DATA FOR PROCESSING -
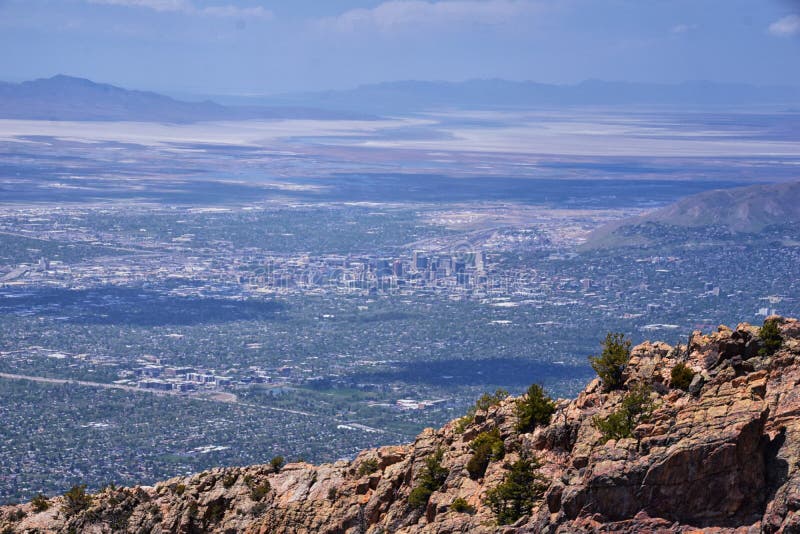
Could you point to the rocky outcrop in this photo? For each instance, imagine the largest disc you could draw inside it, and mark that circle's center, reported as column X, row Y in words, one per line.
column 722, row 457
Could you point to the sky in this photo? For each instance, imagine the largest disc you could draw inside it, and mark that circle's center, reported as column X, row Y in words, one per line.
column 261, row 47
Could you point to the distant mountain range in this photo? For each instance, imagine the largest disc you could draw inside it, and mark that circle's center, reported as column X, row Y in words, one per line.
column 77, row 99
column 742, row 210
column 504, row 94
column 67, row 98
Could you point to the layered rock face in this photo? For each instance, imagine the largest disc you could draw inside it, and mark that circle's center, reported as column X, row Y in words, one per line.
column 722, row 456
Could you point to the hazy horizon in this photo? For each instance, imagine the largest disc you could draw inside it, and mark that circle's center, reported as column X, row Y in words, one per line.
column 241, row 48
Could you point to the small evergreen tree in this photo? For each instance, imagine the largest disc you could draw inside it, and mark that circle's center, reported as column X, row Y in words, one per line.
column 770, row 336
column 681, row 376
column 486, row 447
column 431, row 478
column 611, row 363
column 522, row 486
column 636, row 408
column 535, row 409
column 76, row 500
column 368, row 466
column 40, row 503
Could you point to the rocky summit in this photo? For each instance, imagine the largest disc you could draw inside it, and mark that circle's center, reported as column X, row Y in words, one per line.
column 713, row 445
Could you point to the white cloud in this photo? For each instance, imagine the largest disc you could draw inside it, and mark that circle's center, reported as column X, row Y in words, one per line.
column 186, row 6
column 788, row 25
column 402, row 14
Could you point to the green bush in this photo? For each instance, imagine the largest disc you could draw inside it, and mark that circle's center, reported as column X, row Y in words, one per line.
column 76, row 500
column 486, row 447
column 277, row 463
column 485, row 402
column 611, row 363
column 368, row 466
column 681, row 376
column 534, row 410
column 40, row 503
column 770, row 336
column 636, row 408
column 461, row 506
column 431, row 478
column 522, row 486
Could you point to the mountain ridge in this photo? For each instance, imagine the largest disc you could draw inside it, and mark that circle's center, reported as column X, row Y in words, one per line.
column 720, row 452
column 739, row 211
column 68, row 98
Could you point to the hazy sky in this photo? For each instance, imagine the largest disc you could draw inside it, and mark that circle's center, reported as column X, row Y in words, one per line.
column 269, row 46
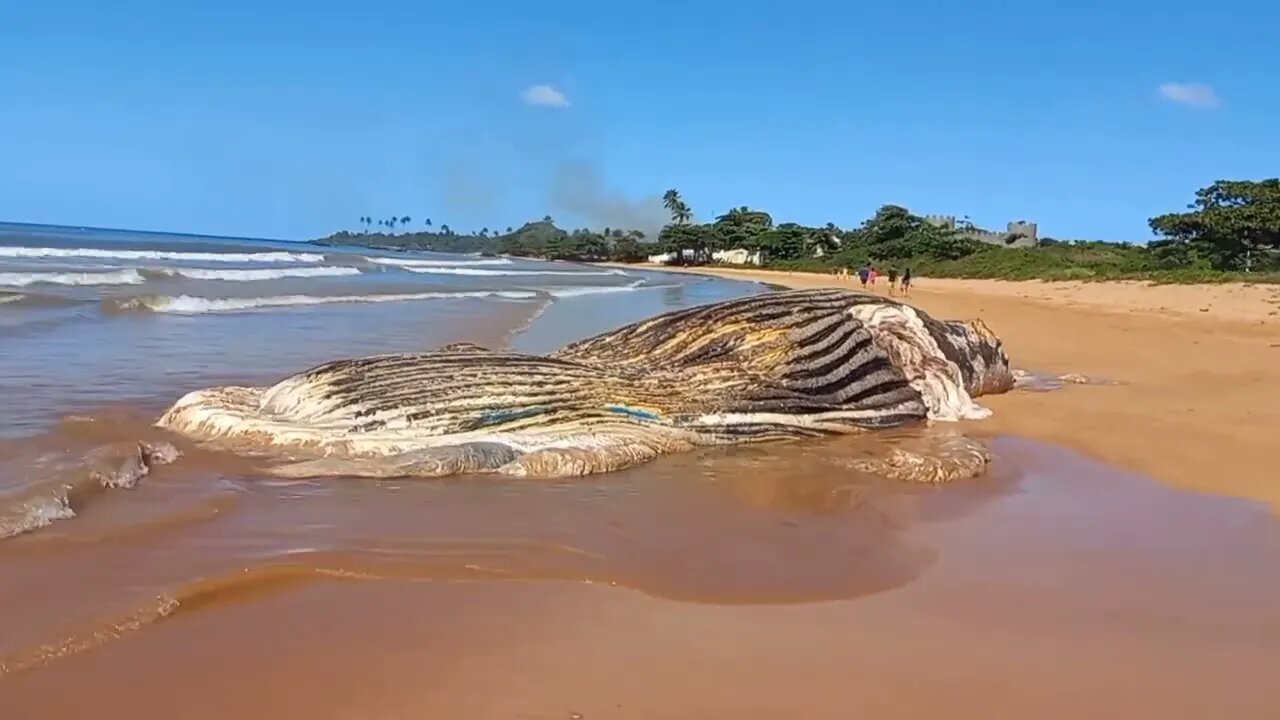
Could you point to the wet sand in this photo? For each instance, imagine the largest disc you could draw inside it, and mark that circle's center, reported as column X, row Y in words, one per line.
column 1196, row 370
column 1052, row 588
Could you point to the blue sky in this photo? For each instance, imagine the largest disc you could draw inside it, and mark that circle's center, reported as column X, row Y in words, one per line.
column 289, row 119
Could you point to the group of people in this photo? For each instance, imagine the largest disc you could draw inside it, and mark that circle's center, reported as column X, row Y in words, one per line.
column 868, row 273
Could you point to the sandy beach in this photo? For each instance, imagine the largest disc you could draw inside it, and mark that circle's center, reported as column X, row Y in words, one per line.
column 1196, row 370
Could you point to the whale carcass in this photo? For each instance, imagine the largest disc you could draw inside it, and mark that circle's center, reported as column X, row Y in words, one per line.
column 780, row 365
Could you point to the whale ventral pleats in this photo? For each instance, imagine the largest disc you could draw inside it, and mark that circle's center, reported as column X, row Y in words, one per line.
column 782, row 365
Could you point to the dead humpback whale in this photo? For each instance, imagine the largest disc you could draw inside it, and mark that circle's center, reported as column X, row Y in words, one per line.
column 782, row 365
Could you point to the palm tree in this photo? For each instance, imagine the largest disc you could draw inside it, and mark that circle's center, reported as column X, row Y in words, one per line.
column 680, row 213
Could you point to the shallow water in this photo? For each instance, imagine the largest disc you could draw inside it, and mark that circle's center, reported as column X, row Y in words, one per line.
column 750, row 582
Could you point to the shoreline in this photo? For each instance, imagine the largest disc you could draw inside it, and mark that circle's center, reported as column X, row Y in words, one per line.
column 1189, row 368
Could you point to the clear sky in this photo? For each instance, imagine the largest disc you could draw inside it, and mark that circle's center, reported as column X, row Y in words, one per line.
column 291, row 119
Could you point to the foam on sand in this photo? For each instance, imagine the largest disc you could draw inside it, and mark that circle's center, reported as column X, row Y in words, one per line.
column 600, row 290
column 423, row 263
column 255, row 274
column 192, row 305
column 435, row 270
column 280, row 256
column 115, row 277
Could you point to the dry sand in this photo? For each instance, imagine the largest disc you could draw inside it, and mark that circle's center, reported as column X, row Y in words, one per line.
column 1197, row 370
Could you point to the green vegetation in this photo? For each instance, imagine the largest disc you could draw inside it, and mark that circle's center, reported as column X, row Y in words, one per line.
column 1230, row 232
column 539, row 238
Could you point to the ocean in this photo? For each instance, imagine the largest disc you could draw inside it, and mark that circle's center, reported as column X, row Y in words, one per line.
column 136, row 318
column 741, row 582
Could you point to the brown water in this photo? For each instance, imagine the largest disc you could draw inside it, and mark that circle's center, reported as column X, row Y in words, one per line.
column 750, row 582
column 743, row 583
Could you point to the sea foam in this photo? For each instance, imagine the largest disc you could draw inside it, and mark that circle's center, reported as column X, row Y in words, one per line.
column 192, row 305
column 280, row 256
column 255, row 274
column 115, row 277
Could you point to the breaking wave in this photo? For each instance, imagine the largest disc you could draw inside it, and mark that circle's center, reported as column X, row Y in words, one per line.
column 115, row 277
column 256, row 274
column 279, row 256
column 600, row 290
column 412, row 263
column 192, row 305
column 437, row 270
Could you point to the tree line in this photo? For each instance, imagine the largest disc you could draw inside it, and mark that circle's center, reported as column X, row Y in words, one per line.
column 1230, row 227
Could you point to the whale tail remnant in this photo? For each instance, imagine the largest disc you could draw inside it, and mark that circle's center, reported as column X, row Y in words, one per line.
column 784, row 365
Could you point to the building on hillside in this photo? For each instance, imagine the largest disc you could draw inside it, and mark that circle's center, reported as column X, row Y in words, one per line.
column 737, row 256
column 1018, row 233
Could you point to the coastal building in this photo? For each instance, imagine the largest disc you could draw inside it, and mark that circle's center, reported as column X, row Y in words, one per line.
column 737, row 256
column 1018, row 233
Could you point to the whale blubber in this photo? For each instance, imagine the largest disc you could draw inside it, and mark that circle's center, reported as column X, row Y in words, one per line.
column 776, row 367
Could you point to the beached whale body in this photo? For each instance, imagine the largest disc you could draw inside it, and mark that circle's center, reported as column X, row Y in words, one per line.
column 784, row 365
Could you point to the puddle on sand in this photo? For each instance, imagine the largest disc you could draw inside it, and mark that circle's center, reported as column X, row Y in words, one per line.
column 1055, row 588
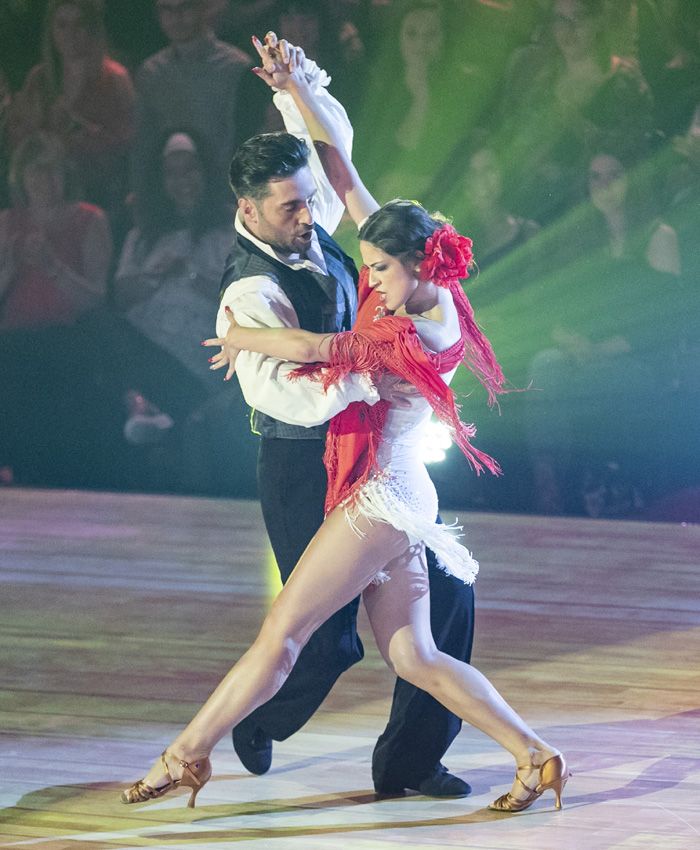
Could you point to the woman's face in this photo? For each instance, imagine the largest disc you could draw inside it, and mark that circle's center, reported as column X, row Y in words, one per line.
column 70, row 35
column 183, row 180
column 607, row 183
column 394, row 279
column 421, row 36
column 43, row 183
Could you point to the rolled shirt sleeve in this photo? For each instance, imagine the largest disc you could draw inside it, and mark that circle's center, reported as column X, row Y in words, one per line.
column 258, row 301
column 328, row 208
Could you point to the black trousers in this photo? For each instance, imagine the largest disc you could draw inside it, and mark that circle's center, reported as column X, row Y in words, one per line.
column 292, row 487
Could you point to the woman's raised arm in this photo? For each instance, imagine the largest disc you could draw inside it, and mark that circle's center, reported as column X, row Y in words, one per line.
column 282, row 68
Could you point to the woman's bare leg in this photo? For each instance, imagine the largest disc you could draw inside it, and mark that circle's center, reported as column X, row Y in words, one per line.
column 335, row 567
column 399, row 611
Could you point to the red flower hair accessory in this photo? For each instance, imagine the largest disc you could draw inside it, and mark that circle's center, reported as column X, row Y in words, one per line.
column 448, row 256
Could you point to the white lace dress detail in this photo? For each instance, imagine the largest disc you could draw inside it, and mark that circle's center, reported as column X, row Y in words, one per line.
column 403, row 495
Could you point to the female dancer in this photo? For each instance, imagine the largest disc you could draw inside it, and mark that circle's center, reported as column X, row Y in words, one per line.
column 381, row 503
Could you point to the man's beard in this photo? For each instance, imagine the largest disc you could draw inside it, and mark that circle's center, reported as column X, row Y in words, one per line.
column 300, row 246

DIRECTIONS FOR THIS TASK -
In the entries from the line with "Could you point to the coastal" to the line with "column 292, row 487", change "photo" to "image" and give those lines back with nothing else altered. Leave the pictures out.

WRITTEN SOLUTION -
Could you point to the coastal building in this image? For each instance, imagine the largest disc you could draw inside it, and mark that circle's center, reported as column X, row Y in words, one per line.
column 737, row 256
column 1018, row 233
Could you point to the whale blubber in this image? For each instance, imagine the largest disc you could draw inside it, and mark that circle's center, reported as column X, row Y in words, one per line.
column 776, row 367
Could you point to the beached whale body in this image? For each instance, imagine the largest disc you could draw inside it, and mark that circle's center, reported as column X, row Y in words, one per line.
column 784, row 365
Could you point to the puddle on sand in this image? For each instance, imagine the largest disc you could draw inside it, and mark that circle's center, reported as column X, row Y in words, one per line.
column 1055, row 588
Could you point to the woman's face in this image? For each instance, imagine the largest disc you could draw inside it, and mark that circle's center, reported as column X, row Y in words, one per line.
column 70, row 35
column 183, row 180
column 607, row 183
column 394, row 279
column 421, row 36
column 43, row 183
Could you point to the rolled shirt sleeve in this image? For each instance, imagine the largest disc you could draw inside it, and mark that circle's center, reported as column X, row Y in words, one per line.
column 258, row 301
column 328, row 208
Could you point to the black trousers in this image? For each instance, imagine the largest disc you could draw inside it, and mark that circle's center, reported as column X, row Y in words, one per line.
column 292, row 487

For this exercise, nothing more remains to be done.